— begin DATA SECTION —

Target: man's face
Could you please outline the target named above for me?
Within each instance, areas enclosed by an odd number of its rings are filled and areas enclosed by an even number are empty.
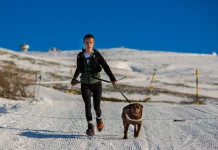
[[[86,38],[84,41],[84,45],[86,49],[92,49],[94,46],[94,39],[93,38]]]

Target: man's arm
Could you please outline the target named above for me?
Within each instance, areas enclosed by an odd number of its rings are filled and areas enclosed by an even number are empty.
[[[77,60],[76,60],[76,70],[74,72],[74,75],[73,75],[73,79],[72,80],[76,80],[76,78],[78,78],[79,74],[80,74],[80,71],[79,71],[79,55],[77,55]]]
[[[104,71],[106,72],[106,74],[109,76],[110,80],[112,82],[116,81],[116,78],[114,77],[109,65],[107,64],[104,57],[100,53],[99,53],[99,63],[102,66],[102,68],[104,69]]]

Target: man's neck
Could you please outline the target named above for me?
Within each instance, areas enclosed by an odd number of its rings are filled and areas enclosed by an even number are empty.
[[[85,52],[86,53],[91,53],[93,50],[92,49],[86,49]]]

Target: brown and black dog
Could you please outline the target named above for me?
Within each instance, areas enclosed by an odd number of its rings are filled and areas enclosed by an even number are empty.
[[[142,126],[142,114],[143,105],[139,103],[133,103],[125,106],[122,112],[123,126],[124,126],[124,137],[127,139],[127,132],[129,125],[134,125],[134,137],[138,137],[141,126]]]

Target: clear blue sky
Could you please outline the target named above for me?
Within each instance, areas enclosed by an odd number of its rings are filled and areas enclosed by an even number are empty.
[[[0,47],[218,52],[217,0],[0,0]]]

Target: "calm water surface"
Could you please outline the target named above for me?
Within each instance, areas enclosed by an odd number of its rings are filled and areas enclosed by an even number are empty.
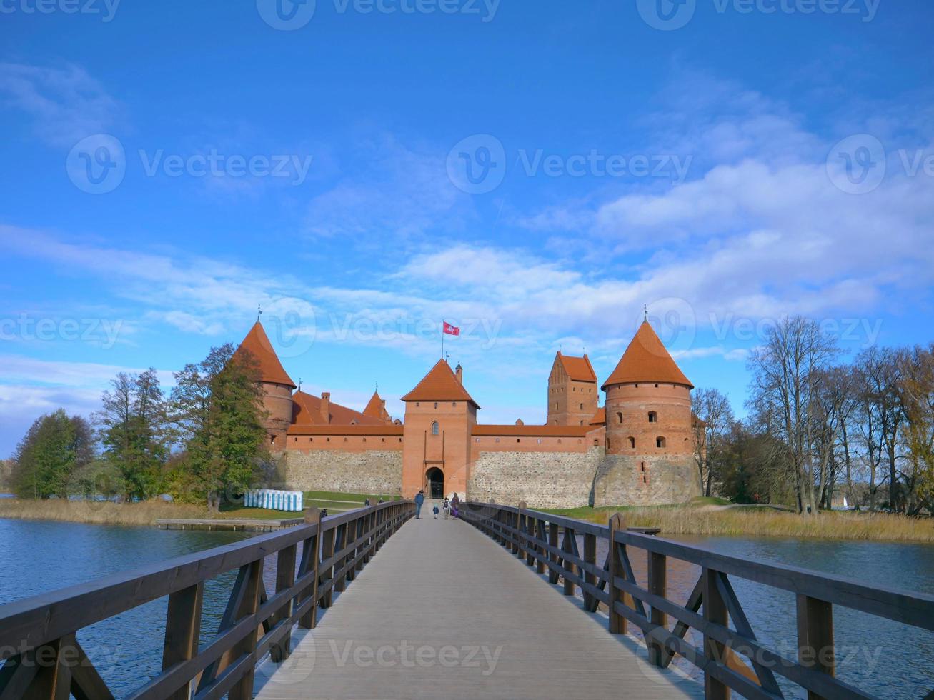
[[[0,519],[0,604],[250,536]],[[934,594],[934,546],[743,538],[680,539],[735,556],[846,576],[870,585]],[[605,542],[600,541],[600,561],[605,554]],[[630,557],[637,578],[644,584],[644,554],[630,549]],[[669,567],[670,596],[684,602],[700,571],[672,559]],[[266,588],[272,591],[275,556],[267,558],[264,572]],[[217,631],[234,576],[235,572],[230,572],[206,584],[203,645]],[[731,579],[758,638],[793,657],[794,596]],[[155,600],[78,633],[82,646],[118,696],[159,672],[165,607],[166,598]],[[834,615],[840,678],[882,697],[917,698],[934,690],[934,634],[842,609],[836,609]],[[690,670],[686,662],[682,667]],[[787,697],[800,696],[797,687],[783,686]]]

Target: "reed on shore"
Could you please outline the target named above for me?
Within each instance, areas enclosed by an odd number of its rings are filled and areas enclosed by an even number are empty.
[[[662,537],[713,535],[934,543],[934,519],[883,512],[834,511],[801,516],[762,507],[687,504],[551,511],[601,525],[605,525],[609,517],[617,511],[623,514],[627,525],[660,527]]]

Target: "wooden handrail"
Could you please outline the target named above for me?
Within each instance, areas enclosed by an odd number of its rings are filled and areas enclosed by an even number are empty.
[[[162,673],[130,697],[187,700],[192,692],[195,698],[251,697],[254,667],[263,655],[287,658],[292,626],[313,628],[318,608],[330,605],[333,590],[343,590],[414,515],[412,501],[389,501],[318,516],[307,525],[0,606],[0,700],[69,693],[88,700],[112,698],[76,633],[165,596]],[[328,549],[335,537],[341,542],[336,552]],[[277,554],[272,595],[262,581],[270,554]],[[218,634],[199,651],[205,581],[234,569],[236,581]]]
[[[593,612],[601,604],[607,606],[611,633],[625,634],[628,623],[638,626],[654,665],[668,666],[677,653],[700,668],[709,698],[729,697],[730,690],[745,697],[781,698],[774,674],[807,690],[809,698],[872,697],[834,678],[835,605],[934,631],[934,595],[868,586],[841,576],[729,556],[644,535],[628,530],[619,513],[608,525],[600,525],[530,511],[524,504],[468,502],[462,517],[539,573],[547,571],[548,581],[561,582],[565,595],[579,590],[584,609]],[[559,528],[563,530],[560,542]],[[577,535],[584,538],[583,555]],[[597,538],[607,542],[608,555],[602,566],[596,561]],[[628,548],[647,553],[647,587],[637,583]],[[700,580],[684,605],[666,597],[669,557],[700,567]],[[730,576],[796,595],[797,609],[788,611],[798,620],[796,659],[783,656],[756,638]],[[674,621],[672,628],[669,618]],[[687,641],[689,628],[702,635],[702,648]]]

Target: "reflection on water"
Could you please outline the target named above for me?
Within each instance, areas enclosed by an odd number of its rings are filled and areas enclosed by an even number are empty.
[[[674,539],[674,538],[672,538]],[[771,560],[800,568],[854,579],[866,585],[934,594],[934,546],[847,540],[799,540],[778,538],[708,538],[679,536],[679,541],[743,559]],[[578,547],[583,552],[582,538]],[[629,547],[636,580],[648,582],[647,554]],[[606,559],[605,539],[597,540],[597,561]],[[668,597],[684,605],[700,568],[668,558]],[[730,577],[759,641],[794,659],[797,648],[793,594]],[[934,690],[934,634],[926,630],[835,607],[837,677],[880,697],[917,698]],[[671,626],[671,625],[670,625]],[[631,631],[633,625],[630,625]],[[700,636],[688,638],[700,647]],[[676,665],[692,676],[685,659]],[[803,697],[800,689],[776,674],[786,697]]]
[[[0,604],[254,535],[0,519]],[[230,571],[205,583],[202,646],[217,633],[235,578],[236,571]],[[275,555],[264,562],[263,579],[266,590],[275,590]],[[81,646],[117,696],[159,673],[167,600],[153,600],[78,632]]]

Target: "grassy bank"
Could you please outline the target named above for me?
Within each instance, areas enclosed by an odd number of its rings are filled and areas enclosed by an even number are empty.
[[[934,520],[870,512],[824,511],[814,517],[761,507],[695,503],[651,508],[573,508],[549,511],[605,525],[615,512],[636,527],[660,527],[666,535],[782,537],[934,543]]]

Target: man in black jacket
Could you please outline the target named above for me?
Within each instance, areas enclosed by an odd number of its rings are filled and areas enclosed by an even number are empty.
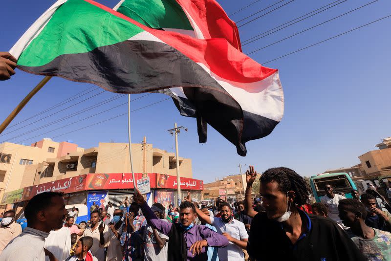
[[[296,205],[308,199],[309,188],[303,177],[287,168],[266,171],[260,193],[266,212],[251,207],[254,167],[246,172],[245,207],[253,217],[247,252],[257,260],[364,261],[365,258],[344,231],[332,220],[307,215]]]

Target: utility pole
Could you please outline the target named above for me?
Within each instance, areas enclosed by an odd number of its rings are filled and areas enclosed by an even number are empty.
[[[243,166],[243,165],[241,165],[240,163],[239,163],[239,165],[238,165],[238,167],[239,167],[239,170],[240,171],[240,175],[242,174],[242,173],[241,173],[241,166]]]
[[[244,166],[246,166],[245,165]],[[243,167],[243,165],[239,163],[239,165],[238,165],[238,167],[239,167],[239,170],[240,172],[240,176],[241,177],[241,183],[243,185],[243,194],[244,194],[244,193],[246,191],[246,186],[247,186],[247,183],[246,183],[246,174],[243,174],[241,172],[241,167]]]
[[[183,126],[177,127],[176,123],[174,125],[174,128],[171,130],[168,130],[167,131],[169,131],[171,135],[174,134],[175,131],[175,157],[176,159],[176,184],[177,184],[178,188],[178,207],[179,207],[181,202],[181,194],[180,193],[180,176],[179,175],[179,153],[178,152],[178,133],[180,132],[180,129],[183,129],[185,131],[187,131],[187,129],[184,128]]]
[[[143,177],[147,176],[147,137],[143,140]]]
[[[129,160],[130,161],[130,171],[131,177],[133,179],[133,186],[134,190],[137,187],[136,179],[134,177],[134,173],[133,172],[133,161],[131,158],[131,142],[130,141],[130,95],[128,94],[128,134],[129,141]]]

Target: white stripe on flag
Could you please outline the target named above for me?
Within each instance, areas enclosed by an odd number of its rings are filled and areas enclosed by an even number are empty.
[[[16,60],[19,59],[21,54],[28,46],[31,41],[40,34],[41,31],[50,20],[57,8],[66,1],[67,0],[58,0],[54,3],[30,26],[30,28],[16,42],[16,44],[12,46],[12,48],[9,50],[9,53],[13,55]]]

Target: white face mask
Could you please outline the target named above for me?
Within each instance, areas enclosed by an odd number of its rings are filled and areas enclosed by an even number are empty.
[[[283,222],[284,221],[287,220],[288,219],[289,219],[289,217],[290,217],[290,215],[292,214],[292,212],[291,211],[289,211],[289,210],[290,210],[291,204],[289,204],[289,208],[288,209],[288,195],[286,195],[286,211],[285,212],[285,213],[284,213],[284,214],[281,217],[280,217],[280,218],[277,218],[277,220],[278,221],[279,221],[279,222]]]
[[[10,223],[12,222],[13,219],[14,219],[13,218],[3,218],[1,220],[1,224],[2,224],[4,226],[9,225]]]

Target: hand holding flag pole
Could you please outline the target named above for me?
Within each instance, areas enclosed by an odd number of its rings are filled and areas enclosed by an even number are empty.
[[[10,113],[8,116],[0,125],[0,134],[3,132],[7,126],[8,126],[11,122],[16,117],[16,115],[22,110],[22,109],[24,107],[29,101],[33,97],[33,96],[39,91],[49,80],[52,78],[52,76],[45,76],[45,78],[39,82],[34,88],[31,90],[31,91],[24,97],[22,102],[17,106],[16,108]]]

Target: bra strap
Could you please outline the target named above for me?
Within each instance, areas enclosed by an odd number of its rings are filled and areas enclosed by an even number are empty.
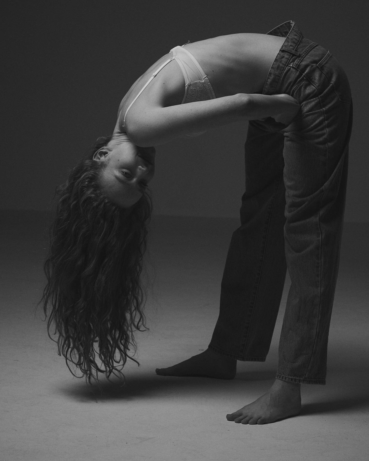
[[[174,59],[174,58],[170,58],[170,59],[169,59],[167,61],[166,61],[164,63],[164,64],[162,64],[160,66],[160,67],[159,67],[159,68],[158,69],[157,69],[156,71],[155,71],[153,74],[152,74],[151,77],[150,77],[150,78],[149,79],[148,81],[145,84],[145,85],[141,89],[140,91],[140,92],[136,95],[136,97],[132,101],[132,102],[130,103],[130,104],[129,104],[129,105],[128,106],[128,108],[127,109],[127,110],[126,111],[126,113],[124,114],[124,118],[123,119],[123,126],[124,126],[124,124],[125,124],[125,121],[126,121],[126,116],[127,115],[127,112],[131,108],[131,106],[132,106],[132,105],[133,104],[133,103],[137,99],[137,98],[140,96],[140,95],[141,94],[141,93],[142,92],[142,91],[143,91],[143,90],[145,89],[146,88],[146,87],[149,84],[149,83],[150,83],[150,82],[151,82],[151,81],[152,80],[152,79],[154,78],[154,77],[156,77],[156,76],[160,71],[163,69],[163,68],[165,66],[166,66],[167,65],[167,64],[169,64],[171,61],[173,61],[173,60]]]

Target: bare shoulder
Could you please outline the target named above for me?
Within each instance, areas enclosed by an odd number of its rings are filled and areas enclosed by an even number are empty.
[[[285,39],[265,34],[220,35],[189,43],[186,48],[200,63],[217,96],[262,90]]]

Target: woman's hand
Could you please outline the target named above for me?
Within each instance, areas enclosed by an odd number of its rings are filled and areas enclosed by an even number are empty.
[[[272,117],[280,123],[289,125],[300,110],[300,105],[289,95],[274,95],[279,98],[276,113]]]

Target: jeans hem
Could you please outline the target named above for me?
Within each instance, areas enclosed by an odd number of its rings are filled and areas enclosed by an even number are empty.
[[[296,383],[296,384],[320,384],[325,385],[325,379],[307,379],[306,378],[293,378],[280,374],[277,374],[275,378],[281,381],[286,381],[288,383]]]
[[[228,352],[225,352],[223,350],[222,350],[221,349],[218,349],[217,348],[214,347],[214,346],[211,346],[210,344],[208,346],[208,349],[212,350],[213,352],[220,354],[222,355],[227,355],[227,357],[230,357],[232,359],[240,360],[242,362],[265,362],[266,360],[266,357],[247,357],[244,358],[237,354],[229,354]]]

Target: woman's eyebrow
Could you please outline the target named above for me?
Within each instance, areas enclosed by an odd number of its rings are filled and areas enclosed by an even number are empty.
[[[122,175],[114,173],[114,177],[116,177],[118,181],[122,184],[124,184],[125,185],[129,186],[132,184],[132,183],[129,181],[126,177],[125,177]],[[140,183],[137,183],[137,185],[135,186],[135,189],[136,189],[138,190],[139,190],[140,192],[143,192],[145,190],[145,188],[142,187]]]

— end DATA SECTION —

PROBLEM DETAILS: Copy the lines word for word, from the first line to the line with "[[[0,47],[218,52],[217,0],[0,0]]]", including both, and leave out the pictures.

EXERCISE SOLUTION:
Target: man's face
Could you please outline the target named above for me?
Within each instance, areas enclosed by an odd number of its rings are filled and areas enclosed by an even number are empty.
[[[86,38],[84,41],[84,45],[86,49],[92,49],[94,46],[94,39],[93,38]]]

Target: man's arm
Could you please outline the target named above for me?
Within each instance, areas enclosed by an odd number of its rings are filled and areas enclosed by an even number are empty.
[[[77,60],[76,60],[76,70],[74,72],[74,75],[73,75],[73,79],[72,80],[76,80],[76,78],[78,78],[79,74],[80,74],[80,71],[79,71],[79,55],[77,55]]]
[[[104,71],[106,72],[106,74],[109,76],[110,80],[112,82],[116,81],[116,78],[114,77],[109,65],[107,64],[104,57],[100,53],[99,53],[99,63],[102,66],[102,68],[104,69]]]

Target: man's neck
Could you please outline the target named above for me?
Within each instance, areas enclosed by an odd number of its rings are filled and areas enclosed by an even number are empty.
[[[85,52],[86,53],[91,53],[93,50],[92,49],[86,49]]]

Target: brown and black dog
Could you please outline the target named above for me?
Within each instance, areas enclosed by an odd number of its rings are filled and areas enclosed by an even number are empty.
[[[142,126],[142,114],[143,105],[139,103],[133,103],[125,106],[122,112],[123,126],[124,126],[124,137],[127,139],[127,132],[129,125],[134,125],[134,137],[138,137],[141,126]]]

Target: clear blue sky
Could you please outline the target named above for me?
Within each instance, areas enclosed by an odd number of its rings are filled and areas enclosed by an even number are empty.
[[[0,47],[218,52],[217,0],[0,0]]]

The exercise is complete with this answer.